_DIRECTIONS_. Beginning at the line containing "825L216 832L218 888L229", restate each line of the listing below word for word until the last one has been given.

_ENTRIES PROVIDED_.
◇ ◇ ◇

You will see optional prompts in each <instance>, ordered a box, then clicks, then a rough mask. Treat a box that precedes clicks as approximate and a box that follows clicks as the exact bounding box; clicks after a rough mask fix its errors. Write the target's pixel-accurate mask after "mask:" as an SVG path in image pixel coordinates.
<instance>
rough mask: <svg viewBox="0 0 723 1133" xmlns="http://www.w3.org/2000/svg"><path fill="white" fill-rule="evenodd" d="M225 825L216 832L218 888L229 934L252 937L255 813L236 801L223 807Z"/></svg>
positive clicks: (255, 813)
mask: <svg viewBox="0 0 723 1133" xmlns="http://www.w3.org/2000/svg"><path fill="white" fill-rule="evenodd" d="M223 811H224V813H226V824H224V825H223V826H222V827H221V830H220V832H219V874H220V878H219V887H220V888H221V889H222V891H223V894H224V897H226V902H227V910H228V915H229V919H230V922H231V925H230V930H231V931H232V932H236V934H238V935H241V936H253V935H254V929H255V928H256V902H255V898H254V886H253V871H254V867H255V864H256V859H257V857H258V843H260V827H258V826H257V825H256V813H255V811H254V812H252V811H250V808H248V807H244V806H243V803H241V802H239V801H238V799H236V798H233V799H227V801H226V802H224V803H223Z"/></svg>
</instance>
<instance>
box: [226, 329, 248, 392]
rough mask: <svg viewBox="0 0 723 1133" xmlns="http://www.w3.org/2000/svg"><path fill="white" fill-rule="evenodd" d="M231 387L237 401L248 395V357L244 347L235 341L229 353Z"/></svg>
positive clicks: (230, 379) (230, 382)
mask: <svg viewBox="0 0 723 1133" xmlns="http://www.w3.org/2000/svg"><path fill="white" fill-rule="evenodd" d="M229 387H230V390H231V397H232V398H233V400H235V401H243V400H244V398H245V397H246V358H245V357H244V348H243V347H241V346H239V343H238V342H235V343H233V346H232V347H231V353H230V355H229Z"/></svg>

◇ ◇ ◇

_WRITTEN ANSWER_.
rough mask: <svg viewBox="0 0 723 1133" xmlns="http://www.w3.org/2000/svg"><path fill="white" fill-rule="evenodd" d="M225 825L216 832L218 888L229 934L252 937L255 813L236 801L223 807Z"/></svg>
positive clicks: (255, 813)
mask: <svg viewBox="0 0 723 1133" xmlns="http://www.w3.org/2000/svg"><path fill="white" fill-rule="evenodd" d="M223 811H224V813H226V824H224V825H223V826H222V827H221V830H220V832H219V874H220V878H219V887H220V888H221V889H222V891H223V894H224V897H226V902H227V910H228V915H229V919H230V922H231V925H230V930H231V931H232V932H236V934H238V935H241V936H253V935H254V929H255V928H256V902H255V898H254V886H253V871H254V867H255V864H256V859H257V857H258V843H260V827H258V826H257V825H256V813H255V811H254V812H252V811H250V808H248V807H244V806H243V803H241V802H239V801H238V799H236V798H233V799H227V801H226V802H224V803H223Z"/></svg>
</instance>
<instance>
box: [226, 329, 248, 392]
rough mask: <svg viewBox="0 0 723 1133" xmlns="http://www.w3.org/2000/svg"><path fill="white" fill-rule="evenodd" d="M231 387L237 401L248 395V357L244 347L235 341L229 353Z"/></svg>
positive clicks: (230, 379) (230, 382)
mask: <svg viewBox="0 0 723 1133" xmlns="http://www.w3.org/2000/svg"><path fill="white" fill-rule="evenodd" d="M229 387H230V390H231V397H232V398H233V400H235V401H243V400H244V398H245V397H246V358H245V357H244V348H243V347H241V346H239V343H238V342H235V343H233V346H232V347H231V353H230V355H229Z"/></svg>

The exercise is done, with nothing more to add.